» Exercise instructions
Type the records out again in full, exactly.
======
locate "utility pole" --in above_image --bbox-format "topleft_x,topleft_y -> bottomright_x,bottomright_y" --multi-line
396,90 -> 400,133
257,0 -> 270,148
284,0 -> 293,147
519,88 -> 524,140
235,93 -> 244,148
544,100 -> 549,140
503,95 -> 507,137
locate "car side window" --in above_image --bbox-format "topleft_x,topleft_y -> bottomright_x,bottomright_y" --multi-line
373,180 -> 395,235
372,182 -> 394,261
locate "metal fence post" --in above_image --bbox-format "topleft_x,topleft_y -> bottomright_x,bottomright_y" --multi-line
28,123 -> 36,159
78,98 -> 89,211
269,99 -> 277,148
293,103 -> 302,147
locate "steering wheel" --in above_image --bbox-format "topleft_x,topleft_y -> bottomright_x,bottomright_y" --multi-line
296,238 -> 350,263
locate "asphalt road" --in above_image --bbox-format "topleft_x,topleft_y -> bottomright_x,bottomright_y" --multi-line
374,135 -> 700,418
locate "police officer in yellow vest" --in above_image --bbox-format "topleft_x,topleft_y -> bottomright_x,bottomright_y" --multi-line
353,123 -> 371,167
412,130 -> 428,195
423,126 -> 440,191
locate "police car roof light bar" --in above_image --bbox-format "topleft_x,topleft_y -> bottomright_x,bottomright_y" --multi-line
======
» Reply
locate "utility pole" --in above_image --bbox-format "topleft_x,topleft_y -> bottomright_x,bottomright_y" --multi-line
396,90 -> 400,133
257,0 -> 270,148
284,0 -> 293,147
519,88 -> 524,140
235,93 -> 244,148
544,100 -> 549,140
503,95 -> 507,137
locate "car side window" --in above_image --bbox-format "topleft_x,topleft_y -> bottomright_x,bottomright_y" --multi-line
373,180 -> 395,235
372,182 -> 394,261
locate "metal fence post" --in above_image --bbox-format "topleft_x,topleft_y -> bottomright_x,bottomright_y" --multi-line
28,123 -> 36,159
78,98 -> 89,211
269,99 -> 277,148
293,103 -> 302,147
locate "steering wheel" --in above_image --bbox-format "topleft_x,topleft_y -> bottomright_x,bottomright_y" --multi-line
296,238 -> 350,263
locate "asphalt road" --in above_image --bbox-format "topleft_x,topleft_y -> bottomright_x,bottomright_y" --multi-line
374,135 -> 700,418
locate "police officer in yellow vest" --in above_image --bbox-format "topleft_x,topleft_y -> bottomright_x,bottomright_y" --multi-line
353,123 -> 371,167
412,130 -> 428,195
423,126 -> 440,191
locate "police car roof light bar" --in above_image --bbox-format "topleft_x,topleft_y -> bottomright_x,bottomright_y" --multi-line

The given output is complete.